──────── SUPPLIED RECORDS

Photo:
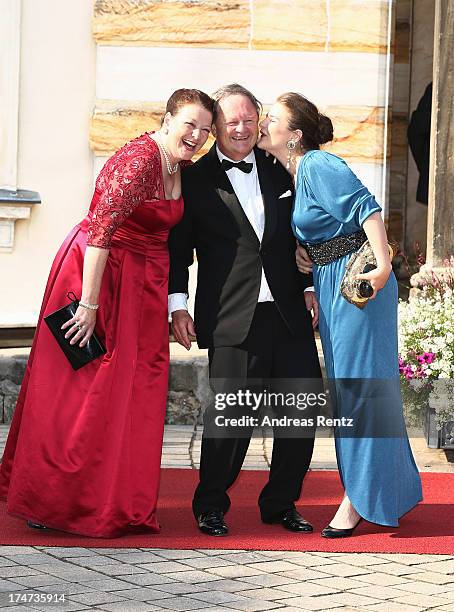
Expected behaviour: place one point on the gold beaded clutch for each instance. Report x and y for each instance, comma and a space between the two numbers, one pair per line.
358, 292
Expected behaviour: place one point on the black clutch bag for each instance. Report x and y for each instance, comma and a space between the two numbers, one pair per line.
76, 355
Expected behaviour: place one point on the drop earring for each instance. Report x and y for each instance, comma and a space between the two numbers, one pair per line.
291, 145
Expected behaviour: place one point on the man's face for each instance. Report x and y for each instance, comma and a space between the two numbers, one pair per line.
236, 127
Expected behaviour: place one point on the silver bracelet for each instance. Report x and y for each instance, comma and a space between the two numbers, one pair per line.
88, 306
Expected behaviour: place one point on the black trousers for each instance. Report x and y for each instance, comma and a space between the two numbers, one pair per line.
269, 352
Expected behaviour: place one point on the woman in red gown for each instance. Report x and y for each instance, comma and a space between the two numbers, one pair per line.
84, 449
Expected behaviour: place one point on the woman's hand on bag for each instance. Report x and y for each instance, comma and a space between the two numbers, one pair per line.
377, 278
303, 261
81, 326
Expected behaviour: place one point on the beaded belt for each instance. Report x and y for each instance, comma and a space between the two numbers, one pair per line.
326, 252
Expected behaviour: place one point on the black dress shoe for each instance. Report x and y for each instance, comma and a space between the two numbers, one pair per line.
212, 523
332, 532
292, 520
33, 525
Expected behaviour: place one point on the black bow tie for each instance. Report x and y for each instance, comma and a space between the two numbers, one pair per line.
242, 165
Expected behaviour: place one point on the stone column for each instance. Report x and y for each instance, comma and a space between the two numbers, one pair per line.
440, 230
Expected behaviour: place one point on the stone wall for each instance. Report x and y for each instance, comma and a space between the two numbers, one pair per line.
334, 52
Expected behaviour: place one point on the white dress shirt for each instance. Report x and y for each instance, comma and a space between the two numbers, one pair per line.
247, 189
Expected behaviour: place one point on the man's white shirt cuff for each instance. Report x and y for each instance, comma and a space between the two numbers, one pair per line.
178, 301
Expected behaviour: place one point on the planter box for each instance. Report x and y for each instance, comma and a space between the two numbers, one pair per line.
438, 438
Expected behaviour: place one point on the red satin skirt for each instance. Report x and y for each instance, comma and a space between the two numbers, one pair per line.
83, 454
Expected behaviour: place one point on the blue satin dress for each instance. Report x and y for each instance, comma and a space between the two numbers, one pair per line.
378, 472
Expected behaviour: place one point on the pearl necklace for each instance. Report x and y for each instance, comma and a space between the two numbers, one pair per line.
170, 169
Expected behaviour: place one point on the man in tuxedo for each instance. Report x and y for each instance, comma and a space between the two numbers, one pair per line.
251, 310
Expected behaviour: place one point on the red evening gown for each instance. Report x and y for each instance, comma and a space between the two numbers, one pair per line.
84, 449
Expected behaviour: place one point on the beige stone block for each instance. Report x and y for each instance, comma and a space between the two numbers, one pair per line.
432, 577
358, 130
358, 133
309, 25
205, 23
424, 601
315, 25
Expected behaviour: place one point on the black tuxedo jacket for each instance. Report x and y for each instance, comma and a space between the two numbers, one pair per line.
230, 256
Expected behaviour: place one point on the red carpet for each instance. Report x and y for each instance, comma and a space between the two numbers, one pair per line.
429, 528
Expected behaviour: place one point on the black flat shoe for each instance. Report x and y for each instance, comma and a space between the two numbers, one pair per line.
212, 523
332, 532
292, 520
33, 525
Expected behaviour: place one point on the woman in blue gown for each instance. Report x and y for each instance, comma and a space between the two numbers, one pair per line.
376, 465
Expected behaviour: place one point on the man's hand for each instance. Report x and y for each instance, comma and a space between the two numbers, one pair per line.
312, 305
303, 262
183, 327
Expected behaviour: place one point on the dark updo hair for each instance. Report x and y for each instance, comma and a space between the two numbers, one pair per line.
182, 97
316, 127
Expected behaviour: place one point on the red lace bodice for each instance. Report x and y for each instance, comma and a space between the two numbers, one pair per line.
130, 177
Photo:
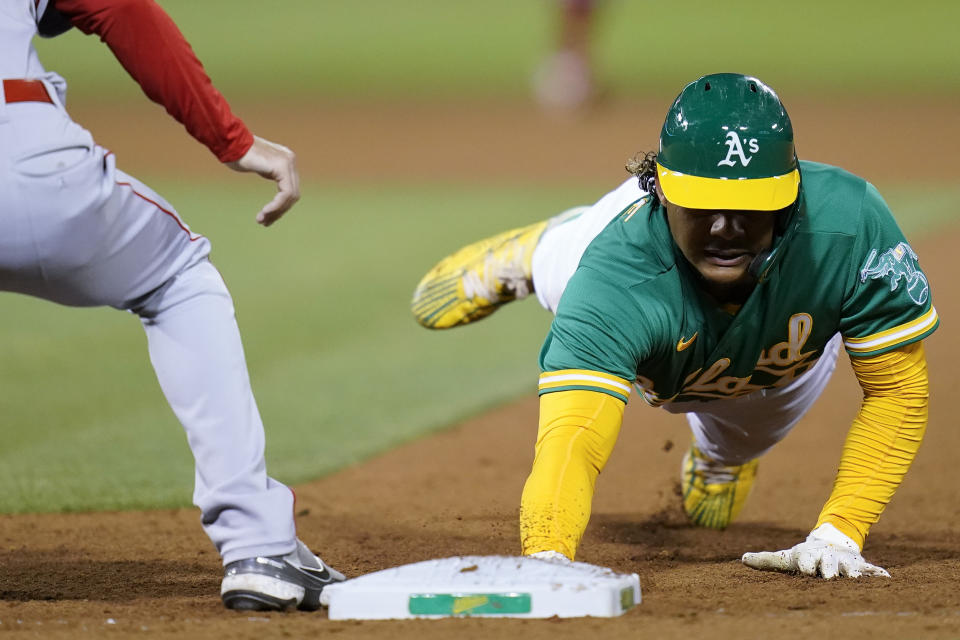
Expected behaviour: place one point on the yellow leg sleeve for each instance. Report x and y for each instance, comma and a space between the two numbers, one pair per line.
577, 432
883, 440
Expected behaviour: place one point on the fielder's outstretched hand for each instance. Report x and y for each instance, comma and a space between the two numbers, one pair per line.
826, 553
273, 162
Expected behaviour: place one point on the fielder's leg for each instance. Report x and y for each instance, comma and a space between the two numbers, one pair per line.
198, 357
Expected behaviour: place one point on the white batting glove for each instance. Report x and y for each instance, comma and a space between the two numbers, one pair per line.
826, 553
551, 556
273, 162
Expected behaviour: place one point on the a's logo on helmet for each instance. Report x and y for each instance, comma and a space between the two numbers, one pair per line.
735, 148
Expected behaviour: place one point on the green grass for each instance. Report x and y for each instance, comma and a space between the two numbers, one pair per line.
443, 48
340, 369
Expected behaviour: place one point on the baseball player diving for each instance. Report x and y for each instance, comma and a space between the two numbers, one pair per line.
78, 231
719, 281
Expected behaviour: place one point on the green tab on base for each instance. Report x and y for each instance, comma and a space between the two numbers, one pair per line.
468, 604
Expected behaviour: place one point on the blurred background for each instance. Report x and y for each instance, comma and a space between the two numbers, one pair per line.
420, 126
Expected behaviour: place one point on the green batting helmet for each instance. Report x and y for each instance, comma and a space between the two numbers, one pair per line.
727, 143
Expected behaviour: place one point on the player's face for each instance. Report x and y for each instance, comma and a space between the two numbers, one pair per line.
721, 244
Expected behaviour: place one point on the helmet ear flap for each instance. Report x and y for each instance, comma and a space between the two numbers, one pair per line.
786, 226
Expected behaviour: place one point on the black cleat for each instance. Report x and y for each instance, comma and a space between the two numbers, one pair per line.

────────────────

TASK BRIEF: Reproduce all of the entries above verbatim, line for line, and omit the pictures.

THE OUTPUT:
Photo:
Expected behaviour: place one point on the gold beaded clutch for each instance. Report x and y for each instance, comma and a space between the two numbers, one pair per line.
358, 292
Expected behaviour: place one point on the black clutch bag for each instance. Report x and y for each instance, comma and a space between the two numbers, one pair per line.
76, 355
Expected behaviour: place one point on the drop earring for each instance. Report x and y for each instance, comma and a space between the two numbers, one pair per line.
291, 145
Expected behaviour: place one point on the man's face for each instance. Report x and y for each instance, comma and a space between the two numbers, one pair per line.
236, 127
Expected behaviour: place one point on the silver bracelet for each instance. Report x and y for each instance, comma and a space between the two numbers, one pair per line.
88, 306
Expected behaviour: place one point on the black trousers for each instance. Report x and y for each instance, comma and a space between the two numbers, one pair per line.
269, 352
Expected behaviour: place one point on the woman in red gown for each instance. Report x and y for each instance, comma and a space between the two numbers, one pair per line.
84, 449
Expected behaviour: place one point on the woman's hand on bag for each instance. Report x and y for each instance, comma and a space between the two numbers, one pair per line.
377, 278
303, 261
81, 326
Expected behaviour: place one point on the beaded belt for each instance. Report x and y for each instance, comma and a space between the two numbers, one pair per line.
326, 252
Expected behaviour: place one point on the black dress shoe for each instance. Report x and y for each instance, comma and a space between the two numbers, one pair per line.
212, 523
332, 532
292, 520
33, 525
Expected behaviour: place one point on the black bow tie for each instance. Report x and y for each instance, comma and a space between the two numbers, one pair per line.
242, 165
Expected behaviour: place one point on the stone column for each instance. Report x and y for each instance, comma and a space between the two numbers, one pair per line.
440, 230
Expected behaviour: place one point on the stone wall for each instance. Report x and y for each instance, comma and a space between the two numbers, one pair per line.
334, 52
Expected behaviour: place one point on the white dress shirt for each instance. Report x and y for each instance, comma and a space between the two numbers, one pair per line.
247, 189
Expected behaviour: place one point on the man's white shirt cuff for each instance. Report x and y for each instance, comma and a space between the two numbers, one pair per line.
178, 301
Expected behaviour: place one point on the planter box for each instance. Report x and y for each instance, comma and a space between the two numbers, one pair per line.
438, 438
Expected behaviour: place one point on the red satin skirt for each instance. Report x and y for each instance, comma and a space between the two numbers, one pair per line.
83, 454
Expected behaviour: place one point on the blue satin dress for each instance. Report x and y for each instance, comma and a space between the two numbers, one pair per line.
378, 472
Expected behaviour: place one point on the pearl necklace for each instance. Report x and y for each instance, comma and a space between the two numbers, one pair per line.
170, 169
Expected behaviour: place one point on the man in tuxedo for each instance. Report x and y for each instance, comma and a space between the two numbers, one pair per line.
251, 310
Expected behaviour: place one point on the red evening gown for each instance. Report x and y for each instance, comma and a space between the two numbers, one pair per line.
84, 449
Expected behaviour: place one point on the beige stone block for each instance. Report x and y for each instance, comma and a space between the two numbers, one pair per line.
432, 577
358, 130
358, 133
309, 25
205, 23
424, 601
315, 25
Expected behaviour: place one point on the black tuxedo jacket for each instance. Report x and y for each instance, comma and a space between the two numbers, one pair per line.
230, 256
Expected behaviour: place one point on the red carpet for each instance. Report x and y for each instance, comma and a space between the two numbers, one pair per line.
429, 528
Expected behaviour: place one point on the black flat shoe for each instance. Report x and y for each instance, comma and a space between the two numbers, one pair per line.
212, 523
332, 532
292, 520
33, 525
Expected behaviour: place one point on the woman in blue gown for each instance. Report x and y for each instance, comma and a space between the two numbers, one pair per line.
376, 465
Expected behaviour: place one point on the man's hand for each instance. Report x and y for each instance, comma and a space between the two numbers, one pair per line.
312, 305
303, 262
183, 327
Expected behaviour: place one point on the dark updo hair for each instance. Report x and y for each instance, comma and a space between the two numbers, one pair per line.
182, 97
316, 127
Expected behaviour: place one point on the red lace bodice for each instance. Report x and y for each instance, comma and a space between the two numbers, one pair per line.
130, 177
Photo:
Expected behaviour: place one point on the yellow leg sleeve for each instance. Report x and y for each instance, comma and a space between the two numbers, one pair per line.
577, 432
883, 440
Expected behaviour: place one point on the fielder's outstretched hand for each instance. Report x and y for each instance, comma and a space between the two numbers, one pair per line.
826, 553
273, 162
Expected behaviour: place one point on the fielder's leg for each instance. Report x and y for each instance, comma and a space between the two numbers, one pair per line.
198, 357
Expected behaviour: place one point on the white batting glove for each instance. Report x and y for each instance, comma and a space between the two numbers, one pair per line.
826, 553
551, 556
273, 162
Expected behaviour: place one point on the a's logo on helmet for each instance. Report x and y for each instance, comma and a space between the two numbers, one pair per line.
735, 148
Expected behaviour: place one point on the green grass for each instance. Report x and y for each instance, comma and a space between the two numbers, one pair per line.
443, 48
340, 369
Expected behaviour: place one point on the baseball player diving for each instance. Report x and y for each instance, comma and a space between the two numbers, one pair per line.
78, 231
719, 281
Expected behaviour: place one point on the green tab on base for each instance. Report x and y for each instance, comma and a space between the two numbers, one pair per line.
468, 604
Expected behaviour: place one point on the blurred background for each instance. Report x and y for each instance, comma and a space between the two numbers, one pair per line.
420, 126
Expected behaviour: place one point on the green batting helmet for each instance. Report x and y for each instance, comma and a space between the two numbers, one pair per line.
727, 143
Expected behaviour: place one point on the player's face for each instance. Report x and y for each instance, comma and a space between the two numbers, one pair per line.
721, 244
Expected behaviour: place one point on the helmet ear flap for each instance. Report x and y for each instance, comma and a space between the two numbers, one pair per line.
786, 226
Expected behaviour: place one point on the black cleat for each instance. Report x and y for each instance, comma and a space between the two numbers, one pair per line.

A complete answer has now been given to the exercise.